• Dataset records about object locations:
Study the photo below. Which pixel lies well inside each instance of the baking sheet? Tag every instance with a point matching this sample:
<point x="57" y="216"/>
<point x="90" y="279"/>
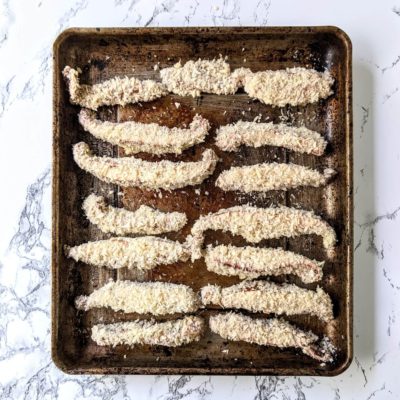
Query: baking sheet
<point x="105" y="53"/>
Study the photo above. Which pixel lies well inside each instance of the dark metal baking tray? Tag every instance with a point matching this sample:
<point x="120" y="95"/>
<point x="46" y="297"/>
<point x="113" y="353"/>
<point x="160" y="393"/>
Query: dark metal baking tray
<point x="105" y="53"/>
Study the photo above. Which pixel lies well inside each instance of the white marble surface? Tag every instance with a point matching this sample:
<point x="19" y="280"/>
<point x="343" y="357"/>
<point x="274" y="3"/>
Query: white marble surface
<point x="27" y="31"/>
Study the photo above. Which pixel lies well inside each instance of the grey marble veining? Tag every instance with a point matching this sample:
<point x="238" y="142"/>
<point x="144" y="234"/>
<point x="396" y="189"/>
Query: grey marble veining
<point x="27" y="30"/>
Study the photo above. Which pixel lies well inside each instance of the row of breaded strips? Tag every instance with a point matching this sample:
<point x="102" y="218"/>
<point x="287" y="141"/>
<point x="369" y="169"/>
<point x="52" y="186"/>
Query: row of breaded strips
<point x="254" y="224"/>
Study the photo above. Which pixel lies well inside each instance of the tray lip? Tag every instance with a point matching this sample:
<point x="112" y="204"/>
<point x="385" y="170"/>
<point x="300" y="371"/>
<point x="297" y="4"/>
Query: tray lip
<point x="75" y="31"/>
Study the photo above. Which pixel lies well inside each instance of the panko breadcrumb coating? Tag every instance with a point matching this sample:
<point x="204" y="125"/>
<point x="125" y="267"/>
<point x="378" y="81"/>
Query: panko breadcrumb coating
<point x="255" y="224"/>
<point x="257" y="134"/>
<point x="157" y="298"/>
<point x="269" y="332"/>
<point x="131" y="171"/>
<point x="201" y="76"/>
<point x="144" y="221"/>
<point x="143" y="253"/>
<point x="271" y="176"/>
<point x="293" y="86"/>
<point x="268" y="297"/>
<point x="115" y="91"/>
<point x="136" y="137"/>
<point x="170" y="333"/>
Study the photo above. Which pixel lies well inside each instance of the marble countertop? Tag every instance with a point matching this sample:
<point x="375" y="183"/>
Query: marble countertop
<point x="27" y="31"/>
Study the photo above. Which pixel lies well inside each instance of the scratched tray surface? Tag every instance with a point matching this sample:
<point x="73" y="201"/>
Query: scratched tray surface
<point x="103" y="54"/>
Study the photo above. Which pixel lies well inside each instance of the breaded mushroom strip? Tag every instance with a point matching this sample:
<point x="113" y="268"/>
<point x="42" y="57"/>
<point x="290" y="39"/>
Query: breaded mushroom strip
<point x="143" y="253"/>
<point x="256" y="224"/>
<point x="116" y="91"/>
<point x="253" y="262"/>
<point x="293" y="86"/>
<point x="257" y="134"/>
<point x="268" y="297"/>
<point x="201" y="76"/>
<point x="271" y="176"/>
<point x="269" y="332"/>
<point x="144" y="221"/>
<point x="136" y="137"/>
<point x="170" y="333"/>
<point x="157" y="298"/>
<point x="130" y="171"/>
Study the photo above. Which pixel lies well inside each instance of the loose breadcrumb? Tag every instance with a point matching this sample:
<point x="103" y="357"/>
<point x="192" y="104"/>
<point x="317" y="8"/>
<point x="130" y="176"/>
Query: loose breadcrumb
<point x="130" y="171"/>
<point x="143" y="253"/>
<point x="116" y="91"/>
<point x="253" y="262"/>
<point x="136" y="137"/>
<point x="256" y="224"/>
<point x="157" y="298"/>
<point x="171" y="333"/>
<point x="268" y="332"/>
<point x="293" y="86"/>
<point x="201" y="76"/>
<point x="257" y="134"/>
<point x="271" y="176"/>
<point x="268" y="297"/>
<point x="144" y="221"/>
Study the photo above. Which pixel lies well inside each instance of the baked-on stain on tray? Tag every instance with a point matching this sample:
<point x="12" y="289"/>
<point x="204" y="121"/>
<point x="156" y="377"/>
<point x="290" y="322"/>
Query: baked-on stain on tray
<point x="105" y="53"/>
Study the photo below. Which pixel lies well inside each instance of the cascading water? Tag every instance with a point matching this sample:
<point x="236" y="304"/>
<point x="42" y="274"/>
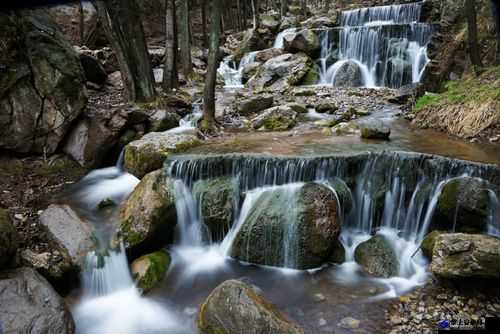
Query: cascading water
<point x="382" y="46"/>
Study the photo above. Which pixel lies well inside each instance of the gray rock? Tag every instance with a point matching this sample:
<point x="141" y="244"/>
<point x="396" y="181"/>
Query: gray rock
<point x="42" y="85"/>
<point x="72" y="236"/>
<point x="234" y="307"/>
<point x="377" y="257"/>
<point x="463" y="256"/>
<point x="290" y="227"/>
<point x="28" y="304"/>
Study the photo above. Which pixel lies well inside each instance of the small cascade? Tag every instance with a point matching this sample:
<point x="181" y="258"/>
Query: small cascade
<point x="382" y="46"/>
<point x="232" y="74"/>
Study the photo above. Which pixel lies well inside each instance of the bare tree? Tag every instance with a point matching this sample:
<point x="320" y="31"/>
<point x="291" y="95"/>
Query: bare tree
<point x="213" y="64"/>
<point x="123" y="28"/>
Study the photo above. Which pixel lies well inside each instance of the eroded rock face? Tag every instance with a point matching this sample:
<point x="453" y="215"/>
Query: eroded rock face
<point x="279" y="73"/>
<point x="28" y="304"/>
<point x="217" y="199"/>
<point x="301" y="225"/>
<point x="148" y="153"/>
<point x="377" y="257"/>
<point x="41" y="83"/>
<point x="234" y="307"/>
<point x="148" y="216"/>
<point x="150" y="269"/>
<point x="463" y="205"/>
<point x="8" y="238"/>
<point x="71" y="235"/>
<point x="462" y="256"/>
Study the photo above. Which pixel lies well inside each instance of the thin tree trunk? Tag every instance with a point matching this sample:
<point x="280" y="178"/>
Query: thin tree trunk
<point x="123" y="28"/>
<point x="187" y="66"/>
<point x="474" y="51"/>
<point x="213" y="64"/>
<point x="170" y="77"/>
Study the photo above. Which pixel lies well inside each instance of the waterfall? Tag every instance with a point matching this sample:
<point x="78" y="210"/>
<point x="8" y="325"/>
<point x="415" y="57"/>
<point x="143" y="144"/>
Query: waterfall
<point x="232" y="74"/>
<point x="382" y="46"/>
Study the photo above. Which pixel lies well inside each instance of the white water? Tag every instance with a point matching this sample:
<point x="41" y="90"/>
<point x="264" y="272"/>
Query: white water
<point x="386" y="44"/>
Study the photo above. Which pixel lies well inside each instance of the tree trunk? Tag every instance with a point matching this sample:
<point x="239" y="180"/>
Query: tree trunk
<point x="213" y="64"/>
<point x="170" y="78"/>
<point x="123" y="28"/>
<point x="187" y="66"/>
<point x="474" y="51"/>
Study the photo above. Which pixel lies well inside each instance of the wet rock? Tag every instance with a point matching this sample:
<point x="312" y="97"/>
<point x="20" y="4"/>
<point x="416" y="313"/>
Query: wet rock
<point x="305" y="41"/>
<point x="217" y="200"/>
<point x="148" y="217"/>
<point x="375" y="130"/>
<point x="377" y="257"/>
<point x="42" y="84"/>
<point x="463" y="205"/>
<point x="327" y="107"/>
<point x="70" y="235"/>
<point x="94" y="72"/>
<point x="348" y="75"/>
<point x="280" y="118"/>
<point x="461" y="256"/>
<point x="282" y="72"/>
<point x="150" y="269"/>
<point x="255" y="105"/>
<point x="300" y="226"/>
<point x="148" y="153"/>
<point x="28" y="304"/>
<point x="9" y="239"/>
<point x="233" y="305"/>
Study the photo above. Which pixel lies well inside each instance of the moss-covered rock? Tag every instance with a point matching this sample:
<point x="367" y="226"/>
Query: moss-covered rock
<point x="9" y="239"/>
<point x="150" y="269"/>
<point x="234" y="307"/>
<point x="466" y="256"/>
<point x="377" y="257"/>
<point x="148" y="153"/>
<point x="292" y="226"/>
<point x="217" y="200"/>
<point x="463" y="206"/>
<point x="148" y="217"/>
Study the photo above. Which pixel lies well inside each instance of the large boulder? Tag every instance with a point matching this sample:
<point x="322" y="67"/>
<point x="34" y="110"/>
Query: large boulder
<point x="463" y="205"/>
<point x="255" y="105"/>
<point x="234" y="307"/>
<point x="217" y="198"/>
<point x="42" y="85"/>
<point x="463" y="256"/>
<point x="28" y="304"/>
<point x="279" y="118"/>
<point x="148" y="217"/>
<point x="148" y="153"/>
<point x="293" y="226"/>
<point x="150" y="269"/>
<point x="69" y="234"/>
<point x="282" y="72"/>
<point x="305" y="41"/>
<point x="348" y="75"/>
<point x="8" y="238"/>
<point x="377" y="257"/>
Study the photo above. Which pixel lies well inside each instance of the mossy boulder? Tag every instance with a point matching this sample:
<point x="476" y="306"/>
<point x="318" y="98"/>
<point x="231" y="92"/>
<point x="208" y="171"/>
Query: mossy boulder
<point x="427" y="245"/>
<point x="377" y="257"/>
<point x="150" y="269"/>
<point x="463" y="206"/>
<point x="234" y="307"/>
<point x="148" y="153"/>
<point x="292" y="226"/>
<point x="148" y="217"/>
<point x="217" y="202"/>
<point x="9" y="239"/>
<point x="279" y="118"/>
<point x="461" y="256"/>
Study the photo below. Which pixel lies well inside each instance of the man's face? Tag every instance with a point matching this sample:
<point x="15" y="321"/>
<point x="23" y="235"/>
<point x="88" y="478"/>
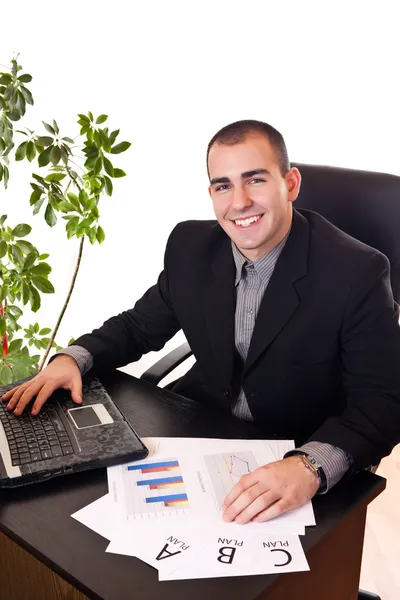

• Requirements: Pick out every line in the entries above that contains the word "scratched" and copy each one.

• Response:
Study the photo above. Which pixel lies well inside each instance of the scratched tray surface? Tag every instance with a point matching this sample:
Query: scratched tray surface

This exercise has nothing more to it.